Data extract:
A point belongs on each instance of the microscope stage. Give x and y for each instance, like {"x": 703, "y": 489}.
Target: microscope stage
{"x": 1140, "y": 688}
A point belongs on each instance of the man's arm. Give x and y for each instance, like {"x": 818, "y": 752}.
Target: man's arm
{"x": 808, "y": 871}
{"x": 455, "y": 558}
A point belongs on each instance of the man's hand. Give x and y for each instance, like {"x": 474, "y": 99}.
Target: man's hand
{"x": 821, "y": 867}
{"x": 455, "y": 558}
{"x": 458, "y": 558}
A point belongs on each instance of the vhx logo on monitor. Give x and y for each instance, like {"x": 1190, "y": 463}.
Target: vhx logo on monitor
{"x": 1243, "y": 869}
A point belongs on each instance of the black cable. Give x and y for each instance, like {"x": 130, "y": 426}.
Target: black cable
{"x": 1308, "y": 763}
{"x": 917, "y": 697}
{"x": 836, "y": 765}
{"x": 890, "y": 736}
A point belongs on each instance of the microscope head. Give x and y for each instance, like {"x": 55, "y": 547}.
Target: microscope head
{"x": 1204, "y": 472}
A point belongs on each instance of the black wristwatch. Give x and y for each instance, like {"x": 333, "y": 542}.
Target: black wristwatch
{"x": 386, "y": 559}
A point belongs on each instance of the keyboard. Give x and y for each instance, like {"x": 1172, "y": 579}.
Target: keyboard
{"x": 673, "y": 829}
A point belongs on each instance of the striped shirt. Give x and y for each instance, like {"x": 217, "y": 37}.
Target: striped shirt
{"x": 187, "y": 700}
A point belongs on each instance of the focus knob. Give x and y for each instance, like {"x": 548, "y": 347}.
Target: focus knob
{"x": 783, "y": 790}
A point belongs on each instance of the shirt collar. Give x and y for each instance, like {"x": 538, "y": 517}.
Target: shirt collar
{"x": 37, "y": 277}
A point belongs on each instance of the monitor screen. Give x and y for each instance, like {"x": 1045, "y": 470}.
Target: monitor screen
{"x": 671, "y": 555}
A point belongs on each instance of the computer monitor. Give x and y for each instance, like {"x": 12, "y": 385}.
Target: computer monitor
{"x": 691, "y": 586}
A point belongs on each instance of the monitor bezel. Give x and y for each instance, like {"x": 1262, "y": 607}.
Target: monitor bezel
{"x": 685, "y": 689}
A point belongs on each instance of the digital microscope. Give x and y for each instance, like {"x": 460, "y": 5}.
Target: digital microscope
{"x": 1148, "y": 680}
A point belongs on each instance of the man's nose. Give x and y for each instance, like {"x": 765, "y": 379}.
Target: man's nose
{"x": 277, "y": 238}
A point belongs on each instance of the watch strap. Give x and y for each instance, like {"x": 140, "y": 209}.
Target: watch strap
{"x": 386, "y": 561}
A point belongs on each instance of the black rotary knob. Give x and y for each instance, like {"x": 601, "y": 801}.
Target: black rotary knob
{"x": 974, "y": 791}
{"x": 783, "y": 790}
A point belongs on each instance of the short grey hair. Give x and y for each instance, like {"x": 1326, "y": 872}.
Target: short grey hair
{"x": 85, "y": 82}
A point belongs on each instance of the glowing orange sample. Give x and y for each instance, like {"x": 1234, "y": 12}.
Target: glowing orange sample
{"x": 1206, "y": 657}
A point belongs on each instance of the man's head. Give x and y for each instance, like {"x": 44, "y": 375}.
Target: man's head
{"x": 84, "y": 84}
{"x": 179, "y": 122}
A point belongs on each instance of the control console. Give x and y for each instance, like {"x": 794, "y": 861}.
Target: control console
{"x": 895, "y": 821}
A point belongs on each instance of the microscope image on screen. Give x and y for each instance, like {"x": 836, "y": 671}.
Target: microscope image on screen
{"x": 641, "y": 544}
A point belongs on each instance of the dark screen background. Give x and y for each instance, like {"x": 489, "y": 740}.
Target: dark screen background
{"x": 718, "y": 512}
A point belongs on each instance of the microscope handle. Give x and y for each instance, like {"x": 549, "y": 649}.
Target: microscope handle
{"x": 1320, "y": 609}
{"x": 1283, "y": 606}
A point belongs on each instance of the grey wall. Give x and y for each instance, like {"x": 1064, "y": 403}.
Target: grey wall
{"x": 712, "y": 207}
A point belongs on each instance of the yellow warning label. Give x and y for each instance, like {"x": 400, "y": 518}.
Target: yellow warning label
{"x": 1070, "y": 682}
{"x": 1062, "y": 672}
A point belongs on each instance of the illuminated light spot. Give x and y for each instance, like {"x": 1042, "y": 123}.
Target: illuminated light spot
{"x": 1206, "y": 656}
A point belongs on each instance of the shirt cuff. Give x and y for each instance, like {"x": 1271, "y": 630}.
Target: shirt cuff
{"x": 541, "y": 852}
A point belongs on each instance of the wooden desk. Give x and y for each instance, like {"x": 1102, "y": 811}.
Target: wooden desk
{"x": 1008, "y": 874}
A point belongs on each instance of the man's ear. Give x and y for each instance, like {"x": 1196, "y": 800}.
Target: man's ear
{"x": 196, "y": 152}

Requirements: Everything from the line containing "A point belongs on each instance of the control" through the final line of the listing, inclusive, must be reproduced exactly; leave out the rest.

Exercise response:
A point belongs on each instance of the control console. Give x and y for each instance, like {"x": 794, "y": 861}.
Target: control console
{"x": 895, "y": 821}
A point belongs on each instance of the microscope image on screen. Give x and y for each instance, like {"x": 836, "y": 671}.
Target: microscope image on screen
{"x": 641, "y": 544}
A point belongs on each instance of the dark screen background. Give x and y for each instance, like {"x": 489, "y": 740}.
Target: dark screen background
{"x": 718, "y": 512}
A point belongs on each instance of the microscope handle. Give x and y for each instance, like {"x": 549, "y": 649}.
Target: microscope handle
{"x": 1320, "y": 609}
{"x": 1283, "y": 606}
A point belongs on each instance of the grey wall. Give x and y for each instance, like {"x": 1064, "y": 403}.
Target: grey wall
{"x": 712, "y": 207}
A point belongs on each instance of the yellow warning label. Give x and y for each instance, like {"x": 400, "y": 518}.
Target: yellow warning label
{"x": 1070, "y": 682}
{"x": 1062, "y": 672}
A point belongs on each instance of the illuminated light spot. Give x and y for each instance, like {"x": 1042, "y": 123}.
Target: illuminated light spot
{"x": 1206, "y": 656}
A point belongs on each instance of the shirt cuff. Give x and y for each instance, like {"x": 1271, "y": 630}.
Target: shirt cuff
{"x": 541, "y": 852}
A point belongs on each instance of the wooden desk. Give x and y for each instance, like {"x": 1102, "y": 811}.
Target: wooden desk
{"x": 1008, "y": 874}
A point belongs on each instance of the man's ear. Give x and y for each instance, like {"x": 1196, "y": 800}.
Target: man's ear
{"x": 196, "y": 152}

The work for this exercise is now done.